## Start Excerpt
Well, no one can determine our rate of return because we don't know your balance, so $100 gain could be good if you had a small balance, but if your balance was large than it isn't so good, see what I'm saying?

You should roll it over to an IRA, that way you control your investments and fees, and can contribute more. Or if your new company has a 401(k) you can roll into that plan, if the company allows incoming rollovers.

As long as you don't cash it out you are doing better than a lot of people.

2007-02-16 10:17:53 · answer #1 · answered by Hotsauce 4 · 0 0

There is little harm in keeping it there, but it would be a far better choice to roll it into an IRA. That way, you centralize you finances in one place, rather than having a variety of 401(k)'s everywhere--you'd be surprised how many people forget they have 401(k)'s with companies they no longer work for. Also, you can control the investment decisions much more directly. Get it out of there.
## End Excerpt
## Start Source material
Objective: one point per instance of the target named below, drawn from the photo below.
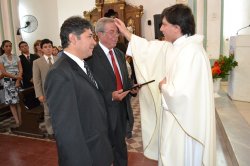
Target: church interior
## End Source material
» **Work to complete**
From the 401(k) rollover text above, write out the stretch from "You should roll" through "lot of people." word for word.

» **The response**
You should roll it over to an IRA, that way you control your investments and fees, and can contribute more. Or if your new company has a 401(k) you can roll into that plan, if the company allows incoming rollovers.

As long as you don't cash it out you are doing better than a lot of people.